◆ **Excerpt to read**
=====
BY BRIAN HEWS• December 10, 2020

Californians now have the option to receive notifications on their smartphone if they’ve been exposed to someone who has tested positive for the novel coronavirus.

Called CA Notify, the app relies on programs created by Apple and Google that use Apple and Android phones’ short-range Bluetooth capability to determine when two devices have been near one another for more than 15 minutes.

Gov. Gavin Newsom said it would be key to supporting California’s contact tracing efforts and comes at a time when coronavirus hospitalizations have surged past 10,000 in California.

“This holds a lot of promise,” Newsom said at a news conference Monday. “The more people that participate in it, the more that opt in, the more effective this program can be.”

But that’s the key, people need to use it.

Once you activate CA Notify, it does all the work. All you do is keep your Bluetooth on. You will only receive alerts if you were in close contact with someone who tests positive for COVID-19. Your privacy is protected as your identity is not known and your location is not tracked.

A user who tests positive for COVID-19 may choose to notify other CA Notify users who have been near the user. To trigger such notification, the COVID-19 positive user must enter a valid verification code provided by the medical provider, lab, or local public health authority.

On iOS devices (version 13.7 or later) the exposure notification system is activated within Settings and no app installation is required. A user goes to Settings, scrolls down to Exposure Notifications, turns on Exposure Notifications, and selects United States then California.

On Android devices an app is available for download.

Dr. Christopher Longhurst at UC San Diego Health said in a statement that the app proved effective in a program in the fall involving an over 250,000 students, staff and faculty at seven UC campuses.
=====
◆ **Entries shown**
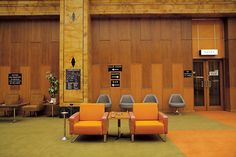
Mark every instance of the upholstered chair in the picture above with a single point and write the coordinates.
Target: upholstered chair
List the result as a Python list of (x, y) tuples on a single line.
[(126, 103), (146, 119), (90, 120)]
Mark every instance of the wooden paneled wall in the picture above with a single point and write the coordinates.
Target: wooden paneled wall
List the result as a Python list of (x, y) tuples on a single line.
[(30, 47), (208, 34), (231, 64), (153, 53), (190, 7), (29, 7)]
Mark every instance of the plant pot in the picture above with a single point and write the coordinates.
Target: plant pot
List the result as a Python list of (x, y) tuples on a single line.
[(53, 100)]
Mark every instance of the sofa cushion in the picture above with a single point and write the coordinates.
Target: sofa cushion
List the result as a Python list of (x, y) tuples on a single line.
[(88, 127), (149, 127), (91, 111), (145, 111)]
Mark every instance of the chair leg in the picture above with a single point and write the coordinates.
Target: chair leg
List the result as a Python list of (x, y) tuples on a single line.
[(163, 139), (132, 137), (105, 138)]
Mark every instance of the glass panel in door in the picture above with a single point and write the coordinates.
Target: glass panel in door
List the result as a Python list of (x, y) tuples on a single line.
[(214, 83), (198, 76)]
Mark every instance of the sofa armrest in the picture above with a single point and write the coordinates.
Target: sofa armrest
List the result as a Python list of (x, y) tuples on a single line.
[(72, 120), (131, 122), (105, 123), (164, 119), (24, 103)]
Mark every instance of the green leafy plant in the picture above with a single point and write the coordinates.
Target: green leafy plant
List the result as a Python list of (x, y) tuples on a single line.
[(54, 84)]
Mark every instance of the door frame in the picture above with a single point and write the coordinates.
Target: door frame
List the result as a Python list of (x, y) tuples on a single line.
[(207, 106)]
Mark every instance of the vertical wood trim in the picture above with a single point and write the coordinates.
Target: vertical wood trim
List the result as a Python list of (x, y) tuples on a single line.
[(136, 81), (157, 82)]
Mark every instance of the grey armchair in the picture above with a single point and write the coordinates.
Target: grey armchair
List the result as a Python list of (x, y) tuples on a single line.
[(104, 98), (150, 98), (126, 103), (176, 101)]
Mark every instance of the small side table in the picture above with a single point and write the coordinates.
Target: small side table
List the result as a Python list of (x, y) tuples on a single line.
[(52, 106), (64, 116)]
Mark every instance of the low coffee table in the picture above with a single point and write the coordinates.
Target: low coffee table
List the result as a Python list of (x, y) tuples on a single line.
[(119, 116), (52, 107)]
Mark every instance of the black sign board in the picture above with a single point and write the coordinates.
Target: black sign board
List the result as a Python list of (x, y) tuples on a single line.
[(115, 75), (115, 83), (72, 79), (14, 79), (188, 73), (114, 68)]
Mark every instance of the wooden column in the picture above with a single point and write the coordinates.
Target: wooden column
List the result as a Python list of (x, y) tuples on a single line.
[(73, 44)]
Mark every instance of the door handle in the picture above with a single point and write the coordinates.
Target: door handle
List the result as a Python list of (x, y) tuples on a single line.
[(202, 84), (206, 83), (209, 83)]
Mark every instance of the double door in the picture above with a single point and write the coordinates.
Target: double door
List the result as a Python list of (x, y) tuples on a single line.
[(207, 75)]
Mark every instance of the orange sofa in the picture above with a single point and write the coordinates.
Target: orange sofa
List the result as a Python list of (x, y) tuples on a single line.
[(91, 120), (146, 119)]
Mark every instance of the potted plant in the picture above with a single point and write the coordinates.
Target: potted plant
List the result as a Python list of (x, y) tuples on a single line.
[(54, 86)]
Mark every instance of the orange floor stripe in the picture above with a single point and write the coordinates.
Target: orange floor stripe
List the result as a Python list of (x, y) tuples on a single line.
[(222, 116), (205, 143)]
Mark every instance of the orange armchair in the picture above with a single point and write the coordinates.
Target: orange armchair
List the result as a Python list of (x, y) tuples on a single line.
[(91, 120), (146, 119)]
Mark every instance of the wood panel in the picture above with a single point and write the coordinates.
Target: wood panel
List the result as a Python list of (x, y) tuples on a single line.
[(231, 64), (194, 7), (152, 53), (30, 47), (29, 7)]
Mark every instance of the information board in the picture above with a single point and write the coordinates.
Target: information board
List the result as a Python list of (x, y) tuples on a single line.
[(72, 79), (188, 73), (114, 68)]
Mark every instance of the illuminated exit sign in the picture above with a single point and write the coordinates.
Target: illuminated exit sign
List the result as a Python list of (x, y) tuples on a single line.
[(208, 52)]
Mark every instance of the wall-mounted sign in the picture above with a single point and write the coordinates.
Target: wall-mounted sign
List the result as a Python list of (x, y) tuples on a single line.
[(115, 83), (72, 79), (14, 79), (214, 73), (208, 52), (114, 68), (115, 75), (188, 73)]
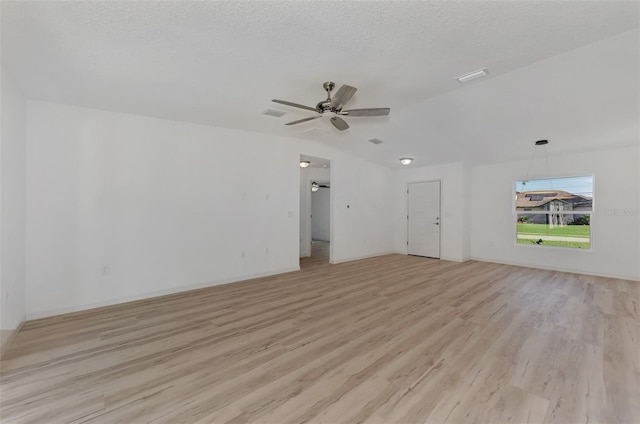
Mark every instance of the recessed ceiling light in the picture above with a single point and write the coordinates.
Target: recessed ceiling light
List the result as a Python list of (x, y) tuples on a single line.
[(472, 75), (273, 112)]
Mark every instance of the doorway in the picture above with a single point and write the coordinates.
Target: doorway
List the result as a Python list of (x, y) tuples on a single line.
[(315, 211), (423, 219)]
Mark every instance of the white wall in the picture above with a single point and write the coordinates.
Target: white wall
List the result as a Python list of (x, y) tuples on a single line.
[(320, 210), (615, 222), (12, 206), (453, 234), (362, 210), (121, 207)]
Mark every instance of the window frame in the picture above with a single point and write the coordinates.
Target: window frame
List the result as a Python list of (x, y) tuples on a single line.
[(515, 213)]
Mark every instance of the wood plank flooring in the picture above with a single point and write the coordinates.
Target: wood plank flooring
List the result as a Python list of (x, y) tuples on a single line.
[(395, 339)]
=====
◆ **Tasks to complete**
a. In the CA Notify article, how long must two phones be near each other for the app's Bluetooth system to register it?
b. Reproduce a passage from the CA Notify article, beginning at the words "A user who tests" and ending after "public health authority.".

◆ **Results by task**
a. More than 15 minutes.

b.
A user who tests positive for COVID-19 may choose to notify other CA Notify users who have been near the user. To trigger such notification, the COVID-19 positive user must enter a valid verification code provided by the medical provider, lab, or local public health authority.